[Natural-language object grounding data]
------------------------------------------------------------
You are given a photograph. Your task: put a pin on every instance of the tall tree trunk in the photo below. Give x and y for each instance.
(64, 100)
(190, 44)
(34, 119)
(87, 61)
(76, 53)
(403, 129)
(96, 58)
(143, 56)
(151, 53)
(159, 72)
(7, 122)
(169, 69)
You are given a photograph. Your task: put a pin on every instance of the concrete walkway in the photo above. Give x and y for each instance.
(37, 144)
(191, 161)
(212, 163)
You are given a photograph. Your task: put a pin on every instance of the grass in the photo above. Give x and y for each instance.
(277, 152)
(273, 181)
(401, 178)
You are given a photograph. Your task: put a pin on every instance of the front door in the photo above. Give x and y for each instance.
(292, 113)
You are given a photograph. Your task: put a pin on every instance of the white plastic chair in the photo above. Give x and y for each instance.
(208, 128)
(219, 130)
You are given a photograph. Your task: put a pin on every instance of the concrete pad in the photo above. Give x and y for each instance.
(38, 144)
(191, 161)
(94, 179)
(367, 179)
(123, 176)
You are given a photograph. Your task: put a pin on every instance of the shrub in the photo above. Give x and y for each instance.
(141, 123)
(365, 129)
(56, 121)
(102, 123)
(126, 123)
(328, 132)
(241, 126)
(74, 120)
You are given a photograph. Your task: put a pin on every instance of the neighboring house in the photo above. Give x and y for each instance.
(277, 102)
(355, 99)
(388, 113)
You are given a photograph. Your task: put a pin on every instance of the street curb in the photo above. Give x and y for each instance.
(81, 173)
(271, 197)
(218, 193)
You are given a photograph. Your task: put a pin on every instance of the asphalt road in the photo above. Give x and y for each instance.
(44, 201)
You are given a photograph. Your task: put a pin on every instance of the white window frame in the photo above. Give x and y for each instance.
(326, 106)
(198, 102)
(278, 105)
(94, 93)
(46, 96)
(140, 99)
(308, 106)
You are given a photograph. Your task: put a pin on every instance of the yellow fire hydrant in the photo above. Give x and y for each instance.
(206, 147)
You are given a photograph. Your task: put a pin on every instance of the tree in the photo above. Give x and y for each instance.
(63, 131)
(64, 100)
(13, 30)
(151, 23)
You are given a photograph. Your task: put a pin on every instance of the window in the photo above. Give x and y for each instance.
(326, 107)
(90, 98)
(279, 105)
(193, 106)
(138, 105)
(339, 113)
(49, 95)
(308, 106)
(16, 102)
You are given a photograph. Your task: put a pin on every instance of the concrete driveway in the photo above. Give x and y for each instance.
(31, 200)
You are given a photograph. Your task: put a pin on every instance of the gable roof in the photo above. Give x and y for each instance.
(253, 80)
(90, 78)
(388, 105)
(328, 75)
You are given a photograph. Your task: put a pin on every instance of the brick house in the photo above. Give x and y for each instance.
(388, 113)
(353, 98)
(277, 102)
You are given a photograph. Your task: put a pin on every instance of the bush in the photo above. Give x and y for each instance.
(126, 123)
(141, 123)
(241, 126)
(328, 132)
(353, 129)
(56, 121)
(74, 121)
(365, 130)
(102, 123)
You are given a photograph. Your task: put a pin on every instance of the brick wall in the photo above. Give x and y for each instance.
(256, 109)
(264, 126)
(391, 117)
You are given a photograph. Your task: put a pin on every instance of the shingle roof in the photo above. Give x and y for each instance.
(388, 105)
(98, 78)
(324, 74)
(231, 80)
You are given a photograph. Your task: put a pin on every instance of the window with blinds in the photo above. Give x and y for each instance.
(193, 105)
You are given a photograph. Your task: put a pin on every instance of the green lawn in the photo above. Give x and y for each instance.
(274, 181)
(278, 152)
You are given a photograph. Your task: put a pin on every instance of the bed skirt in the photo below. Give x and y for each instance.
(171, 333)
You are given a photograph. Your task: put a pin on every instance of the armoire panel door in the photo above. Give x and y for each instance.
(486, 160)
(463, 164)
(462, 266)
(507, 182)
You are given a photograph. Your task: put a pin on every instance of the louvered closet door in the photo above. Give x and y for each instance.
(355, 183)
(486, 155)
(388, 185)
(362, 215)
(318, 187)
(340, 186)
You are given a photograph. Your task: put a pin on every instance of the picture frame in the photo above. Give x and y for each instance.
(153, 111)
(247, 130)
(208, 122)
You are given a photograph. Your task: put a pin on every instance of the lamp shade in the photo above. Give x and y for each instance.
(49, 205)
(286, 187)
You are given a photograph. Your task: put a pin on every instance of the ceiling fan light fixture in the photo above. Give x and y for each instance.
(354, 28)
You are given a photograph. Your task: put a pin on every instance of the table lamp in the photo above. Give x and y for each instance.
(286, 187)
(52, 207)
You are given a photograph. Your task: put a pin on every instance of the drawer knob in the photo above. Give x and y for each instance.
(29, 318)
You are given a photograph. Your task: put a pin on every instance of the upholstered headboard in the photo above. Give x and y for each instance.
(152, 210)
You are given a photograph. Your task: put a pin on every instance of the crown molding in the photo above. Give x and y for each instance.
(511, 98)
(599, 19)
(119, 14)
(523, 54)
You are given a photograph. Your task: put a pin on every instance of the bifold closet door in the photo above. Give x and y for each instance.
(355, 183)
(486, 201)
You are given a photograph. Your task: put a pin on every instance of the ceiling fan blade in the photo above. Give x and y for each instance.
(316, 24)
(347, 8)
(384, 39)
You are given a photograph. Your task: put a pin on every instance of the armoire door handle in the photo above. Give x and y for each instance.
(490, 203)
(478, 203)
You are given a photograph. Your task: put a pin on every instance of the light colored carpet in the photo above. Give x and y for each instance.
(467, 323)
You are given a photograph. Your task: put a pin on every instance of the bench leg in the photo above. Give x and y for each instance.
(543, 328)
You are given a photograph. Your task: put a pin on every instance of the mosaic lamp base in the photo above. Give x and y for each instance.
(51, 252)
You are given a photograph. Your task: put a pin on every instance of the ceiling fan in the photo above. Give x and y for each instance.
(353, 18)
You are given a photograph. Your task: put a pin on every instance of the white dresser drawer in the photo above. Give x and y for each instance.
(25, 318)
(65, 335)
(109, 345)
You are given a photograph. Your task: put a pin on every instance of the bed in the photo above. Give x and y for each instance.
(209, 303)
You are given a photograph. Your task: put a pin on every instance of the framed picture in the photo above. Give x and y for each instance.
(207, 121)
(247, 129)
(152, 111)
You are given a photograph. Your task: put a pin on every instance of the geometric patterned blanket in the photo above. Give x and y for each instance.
------------------------------------------------------------
### Work to be completed
Set down the records above once more, exactly as given.

### Response to the exercise
You are given a photograph. Your task: put a pin on every instance of the tall tree trunk in the photo below. Give x and y for each instance.
(64, 100)
(190, 44)
(34, 119)
(87, 61)
(76, 53)
(403, 129)
(96, 58)
(143, 56)
(151, 53)
(159, 72)
(7, 122)
(169, 69)
You are given a photograph. Your task: put a pin on every instance of the concrete walkway in the photo above. Give x and y for each instance.
(37, 144)
(191, 161)
(212, 163)
You are given a photograph. Your task: put a pin on every instance of the grass in the photo above. Give x and y for each instance.
(277, 152)
(273, 181)
(401, 178)
You are given a photograph. Your task: put a pin on every instance of the front door in the photo above. Give x and y for each instance.
(292, 113)
You are given a photograph. Your task: put a pin on every instance of the white plastic chair in the photo above. Give x and y for each instance.
(208, 128)
(219, 130)
You are given a photograph. Your task: put a pin on every instance of the concrete pad in the photo above. Give x and y for each instance.
(38, 144)
(191, 161)
(94, 179)
(367, 179)
(123, 176)
You are given a photograph. Your task: put a pin on every instance of the shrub in the photo above. Give x and y for each instance.
(141, 123)
(365, 129)
(56, 121)
(102, 123)
(126, 123)
(328, 132)
(241, 126)
(74, 120)
You are given a photograph. Your task: put a pin on every instance of the neighboring house in the photo above. Give x and y for each instance.
(277, 102)
(355, 99)
(388, 113)
You are given a photograph. Your task: put a pin on every instance of the street curb in the photo above. Give x and y for each instance.
(81, 173)
(271, 197)
(218, 193)
You are given a photograph. Your task: put a pin on every instance of the asphalt road in the photo above. Give x and y for each instance.
(44, 201)
You are given a photograph. Your task: put a pin on every instance of the white window frame in the photo above. Give x and y for each instance.
(326, 106)
(198, 102)
(278, 105)
(94, 93)
(46, 96)
(140, 99)
(308, 106)
You are given a photograph. Your task: put a pin on every instance of the yellow fire hydrant in the photo above. Give x and y for each instance.
(206, 147)
You are given a photograph. Your task: put a pin on every instance of the tree in the photo above. Give x and y for each instance.
(63, 131)
(64, 100)
(13, 30)
(151, 23)
You are given a photograph. Your task: put a pin on every instance of the window in the photo above. Give x and y for each instance.
(326, 107)
(90, 98)
(279, 105)
(193, 106)
(138, 105)
(339, 113)
(49, 95)
(308, 106)
(16, 102)
You are given a photograph. Your task: put a pin on every instance of the concrete driveway in the photo above. Give x and y for each instance.
(31, 200)
You are given a photograph. Your task: put a pin on every instance of the gable roof in the photo above. Give x and y for each instance.
(253, 80)
(90, 78)
(388, 105)
(328, 75)
You are given a photograph. Your task: put a pin on every instance of the brick house in the photo above. Give x and y for each instance.
(388, 113)
(353, 98)
(277, 102)
You are given a photograph. Your task: put a pin on every instance of the bush in the photo above. Give x and y for each instance.
(126, 123)
(141, 123)
(241, 126)
(328, 132)
(353, 129)
(56, 121)
(74, 121)
(365, 130)
(102, 123)
You are given a photograph. Your task: put a pin on every instance of the brick wall in the photo above. Give x and y for each instance.
(256, 109)
(264, 126)
(391, 117)
You are given a photograph. Your task: put a pin on every instance of the shingle roof in the photo above. Give x and y for each instance.
(388, 105)
(98, 78)
(324, 74)
(231, 80)
You are given a photograph. Your task: put a pin on every instance of the window with blinds in the photo above. Give x and y for each instance.
(193, 105)
You are given a photograph. Your task: put a pin on every instance of the green lawn in the photo above. Give x and y for each instance.
(274, 181)
(278, 152)
You are given a photograph. Your task: put a pin on every instance of the bed skirt in the photo below. Give x and y for each instance.
(171, 333)
You are given a photograph. Your task: put a pin on every instance of the armoire panel door in the photo above. Give x and y for each instance.
(486, 160)
(463, 164)
(462, 266)
(507, 182)
You are given a photograph. Your task: put a pin on every instance of the louvered closet door in the photo above. Give x and y for each instance.
(355, 183)
(486, 155)
(388, 185)
(362, 215)
(318, 187)
(340, 186)
You are given a photograph. Your task: put a pin on every instance of the picture frame in the photo above. Give x and y for each instance.
(153, 111)
(247, 130)
(208, 122)
You are given a photograph. Your task: put a pin on every instance of the lamp shade in the photo above. Give x and y for each instance.
(49, 205)
(286, 187)
You are given a photograph. Your task: put a pin on every instance of the ceiling fan light fixture in the photo above. Give x and y for each instance.
(354, 28)
You are given a photograph. Your task: put a pin on every instance of the table lamp in the photo above. Give x and y for each instance.
(286, 187)
(52, 207)
You are given a photograph. Your task: put a pin on every instance of the drawer knob in the photo above. Give x and y for each instance.
(29, 318)
You are given a photograph. Your task: put a pin on every instance of the upholstered headboard in the photo above. Give x and y for each instance.
(152, 210)
You are given a photograph. Your task: put a pin on every instance of the crown molding in the photo above. Give x and y for each instance.
(511, 98)
(599, 19)
(119, 14)
(523, 54)
You are given a photograph. Your task: put a pin on every instance of the bifold closet door in the photo above. Give x and y for each instance.
(355, 183)
(486, 201)
You are given a photograph. Your task: put a pin on every instance of the ceiling fan blade in the photo above. Give x and y for each instance.
(316, 24)
(347, 8)
(384, 39)
You are given a photograph. Your task: put a pin on every instance of the armoire door handle in the photo above. Give x and y for each instance.
(490, 203)
(478, 203)
You are given a photograph. Your task: put a pin on every instance of the light colored carpet in the photo above. Give x and y for each instance.
(467, 323)
You are given a photograph. Your task: put a pin on every instance of the bench leg in the photo above. Give x and y for each instance.
(543, 328)
You are given a photograph. Your task: put a pin on every instance of the mosaic lamp base in the photo above. Give x and y for each instance.
(51, 252)
You are given a photograph. Your task: put a pin on every instance of the ceiling fan in the photo above. Give x and y for each instance.
(353, 18)
You are given a photograph. Your task: put a pin on every instance of the white dresser drawer in the photo above. Give x and y for each instance.
(25, 318)
(65, 335)
(109, 345)
You are given a photograph. Your task: put a pin on every instance of the bed in the photo above. Give x and y for each instance.
(209, 303)
You are given a photograph. Your task: put a pin on every instance of the framed picture in the photo above. Give x and y for each instance.
(207, 121)
(247, 129)
(152, 111)
You are given a photograph. Your task: put a pin on every instance of the geometric patterned blanket in the photo above. Give x and y for each instance.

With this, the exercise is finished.